- **Contour labeling items**
-------------------------

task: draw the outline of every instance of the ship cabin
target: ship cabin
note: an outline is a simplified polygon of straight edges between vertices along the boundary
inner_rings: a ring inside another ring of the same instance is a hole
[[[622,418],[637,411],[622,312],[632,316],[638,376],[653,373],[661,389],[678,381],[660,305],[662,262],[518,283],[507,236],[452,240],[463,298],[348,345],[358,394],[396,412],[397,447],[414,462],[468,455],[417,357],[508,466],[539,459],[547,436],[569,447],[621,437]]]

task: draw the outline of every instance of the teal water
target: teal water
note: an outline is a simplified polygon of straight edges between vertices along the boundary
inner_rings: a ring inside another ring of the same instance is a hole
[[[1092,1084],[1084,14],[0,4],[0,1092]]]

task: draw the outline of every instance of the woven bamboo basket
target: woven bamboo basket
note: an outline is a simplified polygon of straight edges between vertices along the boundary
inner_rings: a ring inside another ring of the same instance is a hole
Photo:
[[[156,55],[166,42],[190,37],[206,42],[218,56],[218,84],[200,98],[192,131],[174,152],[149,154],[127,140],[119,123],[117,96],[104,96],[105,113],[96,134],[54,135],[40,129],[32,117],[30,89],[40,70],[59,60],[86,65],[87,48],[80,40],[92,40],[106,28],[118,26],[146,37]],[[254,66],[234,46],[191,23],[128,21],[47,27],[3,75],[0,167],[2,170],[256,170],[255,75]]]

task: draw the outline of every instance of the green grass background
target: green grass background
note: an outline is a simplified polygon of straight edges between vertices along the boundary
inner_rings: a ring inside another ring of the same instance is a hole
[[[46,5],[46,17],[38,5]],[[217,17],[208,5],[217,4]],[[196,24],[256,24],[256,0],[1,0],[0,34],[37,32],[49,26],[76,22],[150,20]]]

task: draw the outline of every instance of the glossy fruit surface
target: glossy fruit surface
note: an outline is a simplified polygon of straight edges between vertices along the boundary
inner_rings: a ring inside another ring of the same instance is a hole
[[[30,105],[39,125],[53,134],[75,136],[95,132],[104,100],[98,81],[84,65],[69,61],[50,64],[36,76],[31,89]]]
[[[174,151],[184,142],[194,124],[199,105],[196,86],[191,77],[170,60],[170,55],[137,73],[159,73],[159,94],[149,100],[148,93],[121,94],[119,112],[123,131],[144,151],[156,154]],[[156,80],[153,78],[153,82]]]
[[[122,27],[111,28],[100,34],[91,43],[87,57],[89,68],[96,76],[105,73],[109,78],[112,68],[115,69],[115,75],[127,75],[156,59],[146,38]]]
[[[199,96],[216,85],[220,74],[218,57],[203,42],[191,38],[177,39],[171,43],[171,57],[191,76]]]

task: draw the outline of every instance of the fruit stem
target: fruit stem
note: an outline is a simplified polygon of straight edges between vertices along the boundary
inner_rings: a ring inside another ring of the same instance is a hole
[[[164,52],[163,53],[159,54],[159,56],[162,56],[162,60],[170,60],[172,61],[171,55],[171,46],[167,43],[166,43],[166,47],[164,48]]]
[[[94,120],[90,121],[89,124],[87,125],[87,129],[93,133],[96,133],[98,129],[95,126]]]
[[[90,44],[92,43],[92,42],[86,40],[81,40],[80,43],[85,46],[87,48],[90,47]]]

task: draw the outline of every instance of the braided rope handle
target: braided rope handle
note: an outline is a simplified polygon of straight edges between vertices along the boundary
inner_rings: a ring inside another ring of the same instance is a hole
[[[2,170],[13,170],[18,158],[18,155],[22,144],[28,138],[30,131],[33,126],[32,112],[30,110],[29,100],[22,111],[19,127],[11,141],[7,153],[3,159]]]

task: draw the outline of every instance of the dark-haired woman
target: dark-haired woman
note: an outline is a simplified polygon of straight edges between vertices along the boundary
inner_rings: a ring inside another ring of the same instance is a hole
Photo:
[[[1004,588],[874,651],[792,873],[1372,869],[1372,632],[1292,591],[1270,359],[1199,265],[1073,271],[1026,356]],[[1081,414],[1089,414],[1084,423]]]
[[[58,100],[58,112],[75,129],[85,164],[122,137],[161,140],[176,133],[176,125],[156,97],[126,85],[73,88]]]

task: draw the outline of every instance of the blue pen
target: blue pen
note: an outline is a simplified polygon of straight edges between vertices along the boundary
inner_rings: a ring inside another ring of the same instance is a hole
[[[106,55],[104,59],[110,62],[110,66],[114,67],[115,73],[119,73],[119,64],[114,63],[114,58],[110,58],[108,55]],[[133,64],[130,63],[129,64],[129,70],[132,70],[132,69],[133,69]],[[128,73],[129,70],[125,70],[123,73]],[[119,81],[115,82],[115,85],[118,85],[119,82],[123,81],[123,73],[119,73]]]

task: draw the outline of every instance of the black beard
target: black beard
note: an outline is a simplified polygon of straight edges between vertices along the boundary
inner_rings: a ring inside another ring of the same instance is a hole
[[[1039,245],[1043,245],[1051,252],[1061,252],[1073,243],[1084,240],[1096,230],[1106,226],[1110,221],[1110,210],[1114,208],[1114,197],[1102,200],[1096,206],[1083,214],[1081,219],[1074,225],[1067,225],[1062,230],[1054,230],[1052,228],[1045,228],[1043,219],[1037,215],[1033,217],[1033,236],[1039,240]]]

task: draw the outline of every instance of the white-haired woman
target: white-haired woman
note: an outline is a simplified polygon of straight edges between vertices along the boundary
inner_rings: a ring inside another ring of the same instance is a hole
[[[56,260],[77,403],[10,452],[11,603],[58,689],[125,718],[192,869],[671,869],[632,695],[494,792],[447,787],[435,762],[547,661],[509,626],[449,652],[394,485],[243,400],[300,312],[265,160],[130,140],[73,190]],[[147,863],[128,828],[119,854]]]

-------------------------

- **GIVEN TASK**
Copy out, word for word, everything from the start of the material down to the line containing "[[[1092,1084],[1084,14],[0,4],[0,1092]]]", including that line.

- **ANSWER**
task: draw the outline of every instance of the ship cabin
target: ship cabin
note: an outline is a simplified polygon of straight edges between vertices along the boundary
inner_rings: a ring inside another ring of the same instance is a hole
[[[622,418],[637,411],[622,312],[632,316],[638,376],[653,373],[661,389],[678,381],[660,305],[662,262],[518,283],[507,236],[452,240],[463,298],[348,345],[358,394],[396,412],[397,447],[414,462],[468,455],[417,357],[508,466],[539,459],[547,436],[569,447],[621,437]]]

task: draw the outline of every instance of the teal water
target: teal water
note: an outline is a simplified polygon of straight edges between vertices along the boundary
inner_rings: a ring inside another ring of the same instance is a hole
[[[1092,1084],[1084,14],[0,4],[0,1092]]]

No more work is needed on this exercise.